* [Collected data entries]
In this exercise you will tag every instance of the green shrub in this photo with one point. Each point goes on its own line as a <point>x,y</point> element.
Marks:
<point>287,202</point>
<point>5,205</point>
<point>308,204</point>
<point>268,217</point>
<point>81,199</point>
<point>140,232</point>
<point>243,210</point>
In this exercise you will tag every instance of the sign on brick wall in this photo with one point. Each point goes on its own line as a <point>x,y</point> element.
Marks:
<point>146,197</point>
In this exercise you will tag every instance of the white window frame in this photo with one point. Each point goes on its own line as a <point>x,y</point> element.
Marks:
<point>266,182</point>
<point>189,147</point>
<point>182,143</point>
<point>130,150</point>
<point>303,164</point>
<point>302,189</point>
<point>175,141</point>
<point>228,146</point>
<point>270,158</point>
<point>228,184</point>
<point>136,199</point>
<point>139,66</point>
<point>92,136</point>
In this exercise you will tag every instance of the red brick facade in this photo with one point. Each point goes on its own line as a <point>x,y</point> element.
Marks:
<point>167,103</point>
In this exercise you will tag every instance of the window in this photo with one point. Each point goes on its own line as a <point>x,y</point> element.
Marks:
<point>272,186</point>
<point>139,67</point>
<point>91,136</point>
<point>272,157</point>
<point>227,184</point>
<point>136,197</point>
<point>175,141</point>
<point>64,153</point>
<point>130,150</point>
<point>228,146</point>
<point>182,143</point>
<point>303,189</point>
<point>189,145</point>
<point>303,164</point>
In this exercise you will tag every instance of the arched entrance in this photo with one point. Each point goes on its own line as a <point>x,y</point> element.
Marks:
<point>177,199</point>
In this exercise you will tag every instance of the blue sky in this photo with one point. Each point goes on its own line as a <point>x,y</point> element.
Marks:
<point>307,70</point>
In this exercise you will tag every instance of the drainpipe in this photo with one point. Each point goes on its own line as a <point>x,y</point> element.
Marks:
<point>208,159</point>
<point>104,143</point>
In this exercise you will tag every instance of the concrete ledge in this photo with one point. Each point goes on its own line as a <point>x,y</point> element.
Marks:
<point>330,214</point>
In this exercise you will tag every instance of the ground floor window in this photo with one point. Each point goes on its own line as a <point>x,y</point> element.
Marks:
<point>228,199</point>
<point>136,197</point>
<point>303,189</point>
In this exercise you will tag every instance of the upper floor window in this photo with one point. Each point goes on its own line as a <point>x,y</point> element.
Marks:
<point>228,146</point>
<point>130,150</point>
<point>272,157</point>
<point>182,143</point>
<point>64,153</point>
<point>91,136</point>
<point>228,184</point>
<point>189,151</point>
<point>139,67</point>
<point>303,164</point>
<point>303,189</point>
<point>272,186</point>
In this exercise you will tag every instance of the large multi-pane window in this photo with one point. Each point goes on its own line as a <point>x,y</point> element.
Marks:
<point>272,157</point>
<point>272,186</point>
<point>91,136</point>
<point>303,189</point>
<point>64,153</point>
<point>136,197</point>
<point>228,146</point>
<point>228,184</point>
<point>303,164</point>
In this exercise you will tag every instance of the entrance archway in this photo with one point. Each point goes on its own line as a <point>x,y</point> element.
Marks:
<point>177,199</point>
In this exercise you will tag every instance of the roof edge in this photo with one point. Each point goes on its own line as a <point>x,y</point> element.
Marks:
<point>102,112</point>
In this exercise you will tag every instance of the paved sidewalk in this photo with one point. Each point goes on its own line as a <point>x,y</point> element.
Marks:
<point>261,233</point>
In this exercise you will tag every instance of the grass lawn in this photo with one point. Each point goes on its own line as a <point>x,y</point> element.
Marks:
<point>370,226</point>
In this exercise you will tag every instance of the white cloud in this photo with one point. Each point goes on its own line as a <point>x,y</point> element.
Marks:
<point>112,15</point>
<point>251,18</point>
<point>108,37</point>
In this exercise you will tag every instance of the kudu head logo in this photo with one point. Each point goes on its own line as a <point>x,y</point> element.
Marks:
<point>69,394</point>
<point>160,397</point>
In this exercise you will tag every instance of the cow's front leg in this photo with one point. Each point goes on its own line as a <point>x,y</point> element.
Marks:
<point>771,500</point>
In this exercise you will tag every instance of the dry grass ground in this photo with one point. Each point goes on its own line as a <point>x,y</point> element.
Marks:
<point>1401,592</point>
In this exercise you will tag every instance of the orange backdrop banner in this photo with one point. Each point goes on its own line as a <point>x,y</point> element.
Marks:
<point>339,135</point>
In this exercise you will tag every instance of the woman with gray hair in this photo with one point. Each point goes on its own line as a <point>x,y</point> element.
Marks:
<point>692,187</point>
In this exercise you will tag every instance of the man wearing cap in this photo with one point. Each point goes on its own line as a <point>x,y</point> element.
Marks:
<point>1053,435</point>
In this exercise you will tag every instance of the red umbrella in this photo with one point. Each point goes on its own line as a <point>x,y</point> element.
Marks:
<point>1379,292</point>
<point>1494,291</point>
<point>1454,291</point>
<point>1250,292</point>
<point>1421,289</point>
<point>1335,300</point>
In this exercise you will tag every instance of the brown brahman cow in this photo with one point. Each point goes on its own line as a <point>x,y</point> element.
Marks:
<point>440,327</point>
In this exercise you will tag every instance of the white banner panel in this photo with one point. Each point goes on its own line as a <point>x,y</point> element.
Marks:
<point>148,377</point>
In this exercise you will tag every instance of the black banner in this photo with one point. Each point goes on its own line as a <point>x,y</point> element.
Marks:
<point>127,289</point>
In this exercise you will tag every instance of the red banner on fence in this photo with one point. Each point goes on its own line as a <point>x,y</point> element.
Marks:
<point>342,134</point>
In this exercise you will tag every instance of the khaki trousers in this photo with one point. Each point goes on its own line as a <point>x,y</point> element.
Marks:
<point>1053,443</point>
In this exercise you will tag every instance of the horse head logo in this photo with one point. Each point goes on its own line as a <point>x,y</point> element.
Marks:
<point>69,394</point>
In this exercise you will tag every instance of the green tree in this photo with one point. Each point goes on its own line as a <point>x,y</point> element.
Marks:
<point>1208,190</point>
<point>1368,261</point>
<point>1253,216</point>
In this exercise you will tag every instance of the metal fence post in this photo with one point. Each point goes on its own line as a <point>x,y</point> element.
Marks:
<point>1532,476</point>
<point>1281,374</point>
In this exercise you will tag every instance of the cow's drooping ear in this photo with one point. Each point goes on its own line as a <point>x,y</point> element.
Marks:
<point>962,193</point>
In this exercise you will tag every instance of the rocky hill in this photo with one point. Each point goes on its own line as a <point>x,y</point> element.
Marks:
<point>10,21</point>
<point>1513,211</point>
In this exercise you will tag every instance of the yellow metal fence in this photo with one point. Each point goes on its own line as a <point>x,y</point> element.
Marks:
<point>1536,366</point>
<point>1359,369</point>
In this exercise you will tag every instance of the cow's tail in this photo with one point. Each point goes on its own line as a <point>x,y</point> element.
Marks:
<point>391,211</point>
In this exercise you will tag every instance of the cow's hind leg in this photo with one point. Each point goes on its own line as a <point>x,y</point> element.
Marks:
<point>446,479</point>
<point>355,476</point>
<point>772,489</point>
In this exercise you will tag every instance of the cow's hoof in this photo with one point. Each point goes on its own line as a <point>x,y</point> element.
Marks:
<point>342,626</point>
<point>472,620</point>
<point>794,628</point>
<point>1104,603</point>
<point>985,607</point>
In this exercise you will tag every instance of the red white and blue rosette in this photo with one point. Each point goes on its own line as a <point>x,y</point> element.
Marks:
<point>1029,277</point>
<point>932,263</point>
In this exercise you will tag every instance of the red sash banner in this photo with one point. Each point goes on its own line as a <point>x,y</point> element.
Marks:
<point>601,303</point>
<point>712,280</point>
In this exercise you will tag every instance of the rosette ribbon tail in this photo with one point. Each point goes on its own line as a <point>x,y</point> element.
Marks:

* [Problem details] Give the material above again, word for word.

* [Task output]
In this exercise you will tag every instance of the green shrub in this photo with one point. Each point goes on its own line as a <point>x,y</point> element.
Marks:
<point>287,202</point>
<point>5,205</point>
<point>308,204</point>
<point>268,217</point>
<point>81,199</point>
<point>140,232</point>
<point>243,210</point>
In this exercise you will tag every instance of the sign on brick wall in this photo with one point. Each point goes on its own line as a <point>x,y</point> element.
Marks:
<point>146,197</point>
In this exercise you will tag every instance of the white window frame in this photo with one point. Each point goes on its own line as a <point>x,y</point> element.
Marks:
<point>266,182</point>
<point>189,147</point>
<point>182,143</point>
<point>130,150</point>
<point>303,164</point>
<point>302,189</point>
<point>175,141</point>
<point>228,146</point>
<point>270,158</point>
<point>228,184</point>
<point>136,199</point>
<point>139,66</point>
<point>92,136</point>
In this exercise you will tag every instance of the red brick facade in this photo with one point. Each point goes on its own line as a <point>x,y</point> element.
Marks:
<point>167,103</point>
In this exercise you will tag every instance of the window in this photo with one point. Each point goes on its own line as a <point>x,y</point> element.
Marks:
<point>272,186</point>
<point>139,67</point>
<point>91,136</point>
<point>272,157</point>
<point>227,184</point>
<point>136,197</point>
<point>175,141</point>
<point>64,153</point>
<point>130,150</point>
<point>228,146</point>
<point>182,143</point>
<point>303,189</point>
<point>189,145</point>
<point>303,164</point>
In this exercise you will tag every instance of the arched entrance in this photo with one point. Each point goes on its own line as a <point>x,y</point> element.
Marks:
<point>177,199</point>
In this exercise you will tag every instance of the blue sky in this photo with one point. Each point goes on its own line as a <point>x,y</point> element.
Marks:
<point>307,70</point>
In this exercise you will tag every instance of the drainpipe in this photo with one point. Each point goes on its own line as a <point>x,y</point> element.
Marks:
<point>208,159</point>
<point>104,143</point>
In this exercise you will tag every instance of the concrete ledge in this photo with one point. Each point goes on its own line as a <point>x,y</point> element.
Marks:
<point>330,214</point>
In this exercise you will tag every instance of the ground floor window in this photo with one point. Each point goes on its own line as a <point>x,y</point> element.
Marks:
<point>228,199</point>
<point>136,197</point>
<point>303,189</point>
In this exercise you will tag every instance of the upper floor window in this photo with one point. Each point goes on its own line as a <point>x,y</point> element.
Marks:
<point>228,146</point>
<point>130,150</point>
<point>272,157</point>
<point>182,143</point>
<point>64,153</point>
<point>91,136</point>
<point>228,184</point>
<point>189,151</point>
<point>139,67</point>
<point>303,164</point>
<point>303,189</point>
<point>272,186</point>
In this exercise you will tag every instance of the large multi-pane window in this photo with one point. Each point goes on its own line as a <point>x,y</point> element.
Marks:
<point>272,157</point>
<point>272,186</point>
<point>91,136</point>
<point>303,189</point>
<point>64,153</point>
<point>136,197</point>
<point>228,146</point>
<point>228,184</point>
<point>303,164</point>
In this exercise you will tag every instance of the entrance archway in this photo with one point. Each point goes on its own line as a <point>x,y</point> element.
Marks:
<point>177,199</point>
In this exercise you will tag every instance of the roof edge in this photo with one point. Each point goes on its own line as a <point>x,y</point> element.
Marks:
<point>102,112</point>
In this exercise you will tag every instance of the paved sidewalk in this photo with one point. Each point goes on its own line as a <point>x,y</point> element.
Marks:
<point>261,233</point>
In this exercise you will tag every instance of the grass lawn in this photo with one point. Each point goes on its own line as a <point>x,y</point> element.
Marks:
<point>370,226</point>
In this exercise you will tag every instance of the white cloud in this photo with one point. Each point goes on its own line as a <point>x,y</point> element.
Marks:
<point>112,15</point>
<point>251,18</point>
<point>108,37</point>
In this exercise you will tag every instance of the kudu head logo in this photo with one point. Each point goes on its own line as a <point>x,y</point> element.
Marks:
<point>69,394</point>
<point>160,397</point>
In this exercise you will tag every instance of the cow's front leg in this photo with one point. Each point goes on its own line as a <point>x,y</point> element.
Marks:
<point>771,500</point>
In this exercise you will tag every instance of the dry grass ground in this photo with one point. Each point goes on its own line as a <point>x,y</point> element.
Marks:
<point>1401,592</point>
In this exercise you will tag every instance of the orange backdrop banner in this photo with one point. Each point goes on its own line as a <point>x,y</point> element.
Marks:
<point>339,135</point>
In this exercise you will tag every instance of the woman with gray hair in this photo with one point. Each point goes on its own line as a <point>x,y</point> element.
Marks:
<point>692,187</point>
In this exercise you will tag every instance of the man wearing cap in this photo with one point. Each point goes on its own line as a <point>x,y</point> element.
Marks:
<point>1053,435</point>
In this exercise you will tag every instance of the red umbrella in this photo with one point. Each point goes on its own line as a <point>x,y</point> element.
Marks:
<point>1379,292</point>
<point>1494,291</point>
<point>1454,291</point>
<point>1250,292</point>
<point>1421,289</point>
<point>1335,300</point>
In this exercise you will tag every instance of the brown brahman cow in this photo with one point. Each point goes on its own line as a <point>x,y</point> element.
Marks:
<point>440,327</point>
In this exercise you will tag every instance of the white banner panel in this photo with one point. Each point goes on its own line as a <point>x,y</point> element.
Marks:
<point>148,377</point>
In this exercise you will tag every instance of the black banner in this photo with one point. Each point goes on its own line as a <point>x,y</point> element.
Marks:
<point>127,289</point>
In this exercise you will tag every instance of the red banner on fence in this photo with one point. Each point goes on its own line as a <point>x,y</point> element.
Marks:
<point>342,134</point>
In this exercise you will tag every instance of the khaki trousers in this photo with one point. Each point goes on its own line as a <point>x,y</point> element.
Marks:
<point>1053,443</point>
In this exercise you will tag every instance of the horse head logo in this photo with one point. Each point goes on its own line as a <point>x,y</point> element.
Marks:
<point>69,394</point>
In this exercise you will tag every instance of the green tree in this photo with one point. Each point goes on its own line as a <point>x,y</point> element.
Marks:
<point>1208,190</point>
<point>1368,261</point>
<point>1253,216</point>
In this exercise you will tag every instance of the metal fence post in this photo with one point. Each point goes on its own line as a <point>x,y</point> element.
Marks:
<point>1532,476</point>
<point>1281,374</point>
In this exercise you will tag every instance of the cow's drooping ear in this photo with one point. Each point goes on its own line as a <point>x,y</point> element.
Marks:
<point>962,193</point>
In this exercise you will tag every instance of the rocky hill in this photo with one point. Each point goes on its own line as a <point>x,y</point> element.
Marks:
<point>10,21</point>
<point>1513,211</point>
In this exercise you will tag every instance of the yellow metal fence in this photo with one point. Each point goes on its own line as a <point>x,y</point> element.
Marks:
<point>1536,366</point>
<point>1359,369</point>
In this exercise you will tag every instance of the cow's tail in this photo with one point. Each point goes on its own line as a <point>x,y</point> element.
Marks:
<point>391,211</point>
In this exercise you will tag every instance of the cow's hind leg in this photo with one point. Each point goes on its own line as a <point>x,y</point> element.
Marks:
<point>446,479</point>
<point>355,476</point>
<point>772,489</point>
In this exercise you will tag every instance of the cow's hoof in this photo with one point. Each point goes on its own line as a <point>x,y</point> element.
Marks:
<point>342,626</point>
<point>472,620</point>
<point>794,628</point>
<point>1104,603</point>
<point>985,607</point>
In this exercise you will tag every instance of the red white and blue rosette in this photo with one point. Each point goes on its own line as a <point>x,y</point> element.
Marks:
<point>1029,277</point>
<point>932,263</point>
In this exercise you will tag every instance of the red sash banner in this photo with one point. Each point goes on its own line as a <point>x,y</point> element.
Marks:
<point>601,303</point>
<point>712,280</point>
In this exercise you will tag every instance of the rosette ribbon tail in this photo with one point. Each point goes on its own line as a <point>x,y</point> element.
Marks:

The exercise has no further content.